Exercise
Reproduce everything from the start of the data down to the line containing "[(1381, 3), (10, 3), (0, 189), (989, 199), (1381, 178)]", both ends included, keeping the requests unchanged and scaling every coordinate in the answers by 0.85, rounded to whole numbers with halves going up. Return only those lines.

Dataset content
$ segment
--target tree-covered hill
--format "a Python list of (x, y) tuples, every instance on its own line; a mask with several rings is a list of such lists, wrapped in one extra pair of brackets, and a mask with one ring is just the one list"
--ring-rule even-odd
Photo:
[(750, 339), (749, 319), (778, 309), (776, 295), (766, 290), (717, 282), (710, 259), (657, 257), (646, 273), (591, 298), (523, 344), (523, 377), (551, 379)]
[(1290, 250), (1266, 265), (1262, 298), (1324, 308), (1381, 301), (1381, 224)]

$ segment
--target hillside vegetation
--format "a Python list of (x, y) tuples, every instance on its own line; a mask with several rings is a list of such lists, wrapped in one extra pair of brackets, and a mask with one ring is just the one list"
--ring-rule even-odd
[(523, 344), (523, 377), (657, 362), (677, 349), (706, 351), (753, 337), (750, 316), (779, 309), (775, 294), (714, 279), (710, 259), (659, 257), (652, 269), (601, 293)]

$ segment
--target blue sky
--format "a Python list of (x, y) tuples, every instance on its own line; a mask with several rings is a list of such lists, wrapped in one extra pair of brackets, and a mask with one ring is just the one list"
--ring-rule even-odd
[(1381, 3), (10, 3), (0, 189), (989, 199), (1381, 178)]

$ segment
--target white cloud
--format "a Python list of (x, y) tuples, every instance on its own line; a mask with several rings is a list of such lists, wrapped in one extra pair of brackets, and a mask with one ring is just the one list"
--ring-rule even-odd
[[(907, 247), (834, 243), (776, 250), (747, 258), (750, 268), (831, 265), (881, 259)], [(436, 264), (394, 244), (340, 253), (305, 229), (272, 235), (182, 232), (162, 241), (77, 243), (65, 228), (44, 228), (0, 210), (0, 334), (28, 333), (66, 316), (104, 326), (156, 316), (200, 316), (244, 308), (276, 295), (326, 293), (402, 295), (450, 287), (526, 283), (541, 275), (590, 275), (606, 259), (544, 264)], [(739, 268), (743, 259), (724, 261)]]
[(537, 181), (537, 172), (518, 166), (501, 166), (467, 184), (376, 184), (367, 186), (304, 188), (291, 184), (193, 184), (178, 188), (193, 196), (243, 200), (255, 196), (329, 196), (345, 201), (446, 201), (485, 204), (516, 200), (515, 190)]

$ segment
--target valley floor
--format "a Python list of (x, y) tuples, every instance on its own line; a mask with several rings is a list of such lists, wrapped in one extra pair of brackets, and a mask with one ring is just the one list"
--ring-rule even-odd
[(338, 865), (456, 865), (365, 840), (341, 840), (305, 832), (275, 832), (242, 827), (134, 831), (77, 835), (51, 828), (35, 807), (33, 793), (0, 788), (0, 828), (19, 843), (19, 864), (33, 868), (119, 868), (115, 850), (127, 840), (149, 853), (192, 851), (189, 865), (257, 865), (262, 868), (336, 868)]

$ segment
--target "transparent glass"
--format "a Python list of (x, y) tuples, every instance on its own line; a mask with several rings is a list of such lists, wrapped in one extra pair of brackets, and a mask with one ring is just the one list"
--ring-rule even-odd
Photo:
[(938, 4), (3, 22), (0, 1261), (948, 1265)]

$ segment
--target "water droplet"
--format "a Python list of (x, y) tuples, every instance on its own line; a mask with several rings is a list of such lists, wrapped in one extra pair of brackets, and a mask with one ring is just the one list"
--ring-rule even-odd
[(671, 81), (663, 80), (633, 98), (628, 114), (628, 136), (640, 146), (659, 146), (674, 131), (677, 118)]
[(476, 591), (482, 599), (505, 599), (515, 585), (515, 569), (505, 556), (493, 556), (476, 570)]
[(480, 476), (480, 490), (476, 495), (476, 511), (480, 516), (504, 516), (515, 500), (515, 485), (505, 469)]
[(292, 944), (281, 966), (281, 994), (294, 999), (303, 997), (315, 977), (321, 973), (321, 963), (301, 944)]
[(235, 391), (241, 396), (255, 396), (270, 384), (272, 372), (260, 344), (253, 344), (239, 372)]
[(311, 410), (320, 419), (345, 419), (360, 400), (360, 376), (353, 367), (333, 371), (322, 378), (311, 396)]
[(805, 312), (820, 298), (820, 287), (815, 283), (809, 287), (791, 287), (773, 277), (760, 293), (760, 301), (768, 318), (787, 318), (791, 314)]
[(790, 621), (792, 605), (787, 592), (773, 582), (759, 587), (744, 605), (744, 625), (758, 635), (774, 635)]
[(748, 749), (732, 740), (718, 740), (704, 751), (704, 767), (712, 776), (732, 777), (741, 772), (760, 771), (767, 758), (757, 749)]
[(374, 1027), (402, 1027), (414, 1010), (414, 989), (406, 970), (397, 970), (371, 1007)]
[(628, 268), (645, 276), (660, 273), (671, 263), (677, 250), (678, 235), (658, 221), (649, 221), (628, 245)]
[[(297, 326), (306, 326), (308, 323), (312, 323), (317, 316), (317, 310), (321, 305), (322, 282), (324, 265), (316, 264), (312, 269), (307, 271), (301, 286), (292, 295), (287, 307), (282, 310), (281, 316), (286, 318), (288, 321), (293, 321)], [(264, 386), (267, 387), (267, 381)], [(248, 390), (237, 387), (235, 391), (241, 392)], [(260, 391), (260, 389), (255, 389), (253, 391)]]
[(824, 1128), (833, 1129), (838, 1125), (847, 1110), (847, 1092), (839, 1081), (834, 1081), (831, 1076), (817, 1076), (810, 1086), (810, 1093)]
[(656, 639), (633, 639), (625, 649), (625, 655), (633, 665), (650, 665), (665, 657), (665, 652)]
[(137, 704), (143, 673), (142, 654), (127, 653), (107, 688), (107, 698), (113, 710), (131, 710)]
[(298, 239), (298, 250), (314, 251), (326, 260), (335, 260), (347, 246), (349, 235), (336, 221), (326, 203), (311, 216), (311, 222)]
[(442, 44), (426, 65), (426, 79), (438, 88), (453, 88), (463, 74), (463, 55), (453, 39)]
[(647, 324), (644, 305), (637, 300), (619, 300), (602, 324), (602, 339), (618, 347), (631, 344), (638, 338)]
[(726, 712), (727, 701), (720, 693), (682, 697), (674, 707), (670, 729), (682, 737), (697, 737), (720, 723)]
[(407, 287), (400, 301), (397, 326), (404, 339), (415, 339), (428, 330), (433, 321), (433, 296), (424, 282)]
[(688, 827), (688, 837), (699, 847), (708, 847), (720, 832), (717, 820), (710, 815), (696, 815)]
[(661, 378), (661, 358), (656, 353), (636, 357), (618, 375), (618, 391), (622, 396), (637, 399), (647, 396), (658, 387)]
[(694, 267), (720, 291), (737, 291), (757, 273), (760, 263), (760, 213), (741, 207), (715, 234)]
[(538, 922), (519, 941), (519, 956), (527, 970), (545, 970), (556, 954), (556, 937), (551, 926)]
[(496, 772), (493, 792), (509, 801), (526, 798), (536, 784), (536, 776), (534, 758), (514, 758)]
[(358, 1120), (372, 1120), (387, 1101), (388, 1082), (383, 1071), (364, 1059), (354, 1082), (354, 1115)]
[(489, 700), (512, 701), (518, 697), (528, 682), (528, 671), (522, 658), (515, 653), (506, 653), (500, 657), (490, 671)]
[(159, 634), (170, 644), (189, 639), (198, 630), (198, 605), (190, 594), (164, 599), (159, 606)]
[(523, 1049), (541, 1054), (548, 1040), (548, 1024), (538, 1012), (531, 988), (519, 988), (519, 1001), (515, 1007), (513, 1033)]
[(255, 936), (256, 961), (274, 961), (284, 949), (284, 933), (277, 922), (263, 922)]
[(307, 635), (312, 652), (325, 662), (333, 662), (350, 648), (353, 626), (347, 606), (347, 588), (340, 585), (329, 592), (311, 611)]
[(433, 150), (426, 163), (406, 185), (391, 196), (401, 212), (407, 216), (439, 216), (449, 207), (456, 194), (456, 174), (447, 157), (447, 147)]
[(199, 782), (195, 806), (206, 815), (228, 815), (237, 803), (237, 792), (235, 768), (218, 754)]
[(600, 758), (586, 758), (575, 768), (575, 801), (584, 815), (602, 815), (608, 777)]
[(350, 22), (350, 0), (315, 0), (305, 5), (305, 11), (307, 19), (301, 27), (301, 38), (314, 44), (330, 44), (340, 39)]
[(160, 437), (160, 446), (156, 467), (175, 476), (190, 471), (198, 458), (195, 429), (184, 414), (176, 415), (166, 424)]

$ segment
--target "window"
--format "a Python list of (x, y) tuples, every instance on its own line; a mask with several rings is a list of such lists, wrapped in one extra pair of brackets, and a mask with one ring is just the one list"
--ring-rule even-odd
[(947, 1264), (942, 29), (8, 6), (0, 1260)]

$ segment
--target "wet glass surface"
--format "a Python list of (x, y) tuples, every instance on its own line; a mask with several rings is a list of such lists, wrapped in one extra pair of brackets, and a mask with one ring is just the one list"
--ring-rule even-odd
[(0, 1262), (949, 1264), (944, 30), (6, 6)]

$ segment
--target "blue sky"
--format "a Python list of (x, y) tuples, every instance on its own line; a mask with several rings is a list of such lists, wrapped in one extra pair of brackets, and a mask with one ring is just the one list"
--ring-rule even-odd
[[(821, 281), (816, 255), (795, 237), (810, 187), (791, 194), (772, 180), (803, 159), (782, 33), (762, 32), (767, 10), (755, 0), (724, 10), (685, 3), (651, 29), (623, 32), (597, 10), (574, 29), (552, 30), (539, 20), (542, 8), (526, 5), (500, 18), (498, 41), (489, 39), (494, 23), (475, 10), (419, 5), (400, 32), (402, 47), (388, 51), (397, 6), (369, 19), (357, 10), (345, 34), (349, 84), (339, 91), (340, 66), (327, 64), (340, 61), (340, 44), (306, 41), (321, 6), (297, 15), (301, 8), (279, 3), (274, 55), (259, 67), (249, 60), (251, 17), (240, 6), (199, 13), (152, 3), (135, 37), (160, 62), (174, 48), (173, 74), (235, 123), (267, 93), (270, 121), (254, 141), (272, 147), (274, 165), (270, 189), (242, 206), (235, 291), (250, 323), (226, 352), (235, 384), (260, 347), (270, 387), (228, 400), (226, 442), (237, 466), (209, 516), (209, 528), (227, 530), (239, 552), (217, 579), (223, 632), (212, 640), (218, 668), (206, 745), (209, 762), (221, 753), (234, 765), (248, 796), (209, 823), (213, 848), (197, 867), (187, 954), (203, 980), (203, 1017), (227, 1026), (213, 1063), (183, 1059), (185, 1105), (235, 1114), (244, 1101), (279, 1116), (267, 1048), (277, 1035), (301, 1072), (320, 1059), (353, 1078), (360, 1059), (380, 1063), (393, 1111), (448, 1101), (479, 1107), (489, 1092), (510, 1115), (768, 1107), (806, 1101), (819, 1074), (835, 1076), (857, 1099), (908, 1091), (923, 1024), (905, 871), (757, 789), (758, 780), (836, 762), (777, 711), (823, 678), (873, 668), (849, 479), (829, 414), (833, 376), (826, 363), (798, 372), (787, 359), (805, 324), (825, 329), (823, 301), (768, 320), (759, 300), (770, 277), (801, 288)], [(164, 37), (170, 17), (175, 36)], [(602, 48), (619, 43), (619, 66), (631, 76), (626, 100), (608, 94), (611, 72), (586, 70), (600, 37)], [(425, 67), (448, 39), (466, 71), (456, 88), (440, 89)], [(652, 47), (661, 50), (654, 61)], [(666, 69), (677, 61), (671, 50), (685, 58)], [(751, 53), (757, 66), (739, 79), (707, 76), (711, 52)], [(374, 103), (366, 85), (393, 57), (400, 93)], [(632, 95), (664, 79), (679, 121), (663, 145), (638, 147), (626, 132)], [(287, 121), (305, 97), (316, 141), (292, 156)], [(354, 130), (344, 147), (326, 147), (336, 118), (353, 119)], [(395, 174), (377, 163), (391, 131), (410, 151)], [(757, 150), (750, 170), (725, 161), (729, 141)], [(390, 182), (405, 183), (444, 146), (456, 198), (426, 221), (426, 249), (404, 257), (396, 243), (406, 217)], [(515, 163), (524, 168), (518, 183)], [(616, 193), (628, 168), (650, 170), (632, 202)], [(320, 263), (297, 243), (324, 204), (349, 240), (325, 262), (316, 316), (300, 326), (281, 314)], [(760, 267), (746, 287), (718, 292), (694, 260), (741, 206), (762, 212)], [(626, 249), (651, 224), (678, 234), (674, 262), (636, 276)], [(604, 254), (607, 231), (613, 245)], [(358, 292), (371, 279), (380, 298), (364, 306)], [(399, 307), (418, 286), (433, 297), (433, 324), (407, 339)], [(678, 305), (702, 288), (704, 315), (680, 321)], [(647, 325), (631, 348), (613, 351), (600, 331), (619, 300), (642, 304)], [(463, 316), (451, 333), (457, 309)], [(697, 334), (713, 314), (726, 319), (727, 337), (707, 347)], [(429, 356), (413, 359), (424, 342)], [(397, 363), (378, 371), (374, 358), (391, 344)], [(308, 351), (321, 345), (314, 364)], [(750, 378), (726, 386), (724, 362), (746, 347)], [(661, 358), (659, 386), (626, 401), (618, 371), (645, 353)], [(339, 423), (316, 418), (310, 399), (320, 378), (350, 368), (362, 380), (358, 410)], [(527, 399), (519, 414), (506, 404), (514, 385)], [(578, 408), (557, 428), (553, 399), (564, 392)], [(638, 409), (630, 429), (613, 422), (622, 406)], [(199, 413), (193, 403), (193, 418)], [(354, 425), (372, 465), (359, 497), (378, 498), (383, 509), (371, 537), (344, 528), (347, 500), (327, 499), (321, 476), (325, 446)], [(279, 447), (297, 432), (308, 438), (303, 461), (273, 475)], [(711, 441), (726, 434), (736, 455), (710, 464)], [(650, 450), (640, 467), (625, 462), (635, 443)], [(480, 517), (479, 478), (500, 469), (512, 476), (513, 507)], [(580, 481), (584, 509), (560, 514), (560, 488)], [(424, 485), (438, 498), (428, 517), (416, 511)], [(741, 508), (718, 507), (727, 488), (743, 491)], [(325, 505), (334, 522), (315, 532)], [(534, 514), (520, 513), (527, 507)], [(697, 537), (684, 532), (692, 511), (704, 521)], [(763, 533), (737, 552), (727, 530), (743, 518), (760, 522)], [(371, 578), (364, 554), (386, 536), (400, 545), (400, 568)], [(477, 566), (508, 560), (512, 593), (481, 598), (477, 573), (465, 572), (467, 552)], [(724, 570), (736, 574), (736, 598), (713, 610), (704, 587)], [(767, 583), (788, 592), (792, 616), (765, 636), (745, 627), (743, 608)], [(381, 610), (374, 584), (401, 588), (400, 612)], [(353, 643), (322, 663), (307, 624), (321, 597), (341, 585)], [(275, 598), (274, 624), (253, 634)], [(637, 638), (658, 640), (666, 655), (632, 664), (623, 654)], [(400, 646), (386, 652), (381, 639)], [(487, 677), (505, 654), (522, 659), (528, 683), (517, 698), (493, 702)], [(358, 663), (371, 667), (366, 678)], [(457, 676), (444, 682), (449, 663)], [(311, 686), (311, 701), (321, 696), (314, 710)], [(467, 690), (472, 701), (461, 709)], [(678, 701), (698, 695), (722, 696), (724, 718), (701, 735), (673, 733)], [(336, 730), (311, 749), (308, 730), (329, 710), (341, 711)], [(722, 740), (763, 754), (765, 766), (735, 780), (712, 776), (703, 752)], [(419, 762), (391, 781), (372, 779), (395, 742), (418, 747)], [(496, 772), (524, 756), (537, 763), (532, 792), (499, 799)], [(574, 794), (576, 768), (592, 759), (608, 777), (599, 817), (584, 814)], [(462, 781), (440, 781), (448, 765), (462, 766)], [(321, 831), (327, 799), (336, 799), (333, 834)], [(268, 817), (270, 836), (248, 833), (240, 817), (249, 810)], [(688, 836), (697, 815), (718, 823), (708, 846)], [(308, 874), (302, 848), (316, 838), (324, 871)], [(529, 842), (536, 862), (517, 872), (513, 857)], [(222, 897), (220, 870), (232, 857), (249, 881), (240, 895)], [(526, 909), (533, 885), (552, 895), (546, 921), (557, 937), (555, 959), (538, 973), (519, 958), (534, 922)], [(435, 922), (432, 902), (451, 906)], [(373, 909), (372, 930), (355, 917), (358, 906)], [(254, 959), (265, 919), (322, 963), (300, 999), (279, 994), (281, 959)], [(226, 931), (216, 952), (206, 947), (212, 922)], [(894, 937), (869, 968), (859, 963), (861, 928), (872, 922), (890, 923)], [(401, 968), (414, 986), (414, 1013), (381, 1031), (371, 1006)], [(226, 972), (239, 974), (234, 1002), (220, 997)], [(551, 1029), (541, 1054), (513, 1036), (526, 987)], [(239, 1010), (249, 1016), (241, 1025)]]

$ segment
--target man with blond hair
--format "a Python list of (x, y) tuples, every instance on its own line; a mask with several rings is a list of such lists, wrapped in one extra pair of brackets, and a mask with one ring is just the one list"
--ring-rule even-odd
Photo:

Final result
$ segment
--target tree-covered hill
--format "a Python list of (x, y) tuples, every instance on its own line; a mask with several rings is a list of such lists, wrapped in one extra pair of brackets, and a mask with one ring is just the one list"
--ring-rule even-odd
Photo:
[(638, 288), (637, 271), (661, 263), (660, 251), (651, 247), (609, 240), (604, 220), (558, 218), (549, 232), (502, 253), (445, 292), (445, 320), (468, 322)]
[(1097, 213), (1076, 225), (1073, 253), (1125, 262), (1174, 256), (1174, 190)]

$ segment
--target hillside vegetation
--format "a Python list of (x, y) tuples, every instance on its own line; a mask with several rings is a list of such lists, wrapped in one extra pair of brackets, and a mask with one ring is just the one list"
--ring-rule even-odd
[(445, 292), (445, 320), (558, 308), (575, 297), (600, 298), (640, 286), (638, 269), (662, 263), (659, 250), (607, 237), (604, 220), (560, 218), (554, 229), (511, 249)]

$ segment
--target blue sky
--format "a Python list of (x, y) tuples, every instance on its own line; a mask with several rings is a list of such lists, wrapped in one extra pair of brackets, and a mask with one ring is just the one list"
--ring-rule even-odd
[(1174, 3), (9, 3), (0, 161), (841, 169), (1174, 151)]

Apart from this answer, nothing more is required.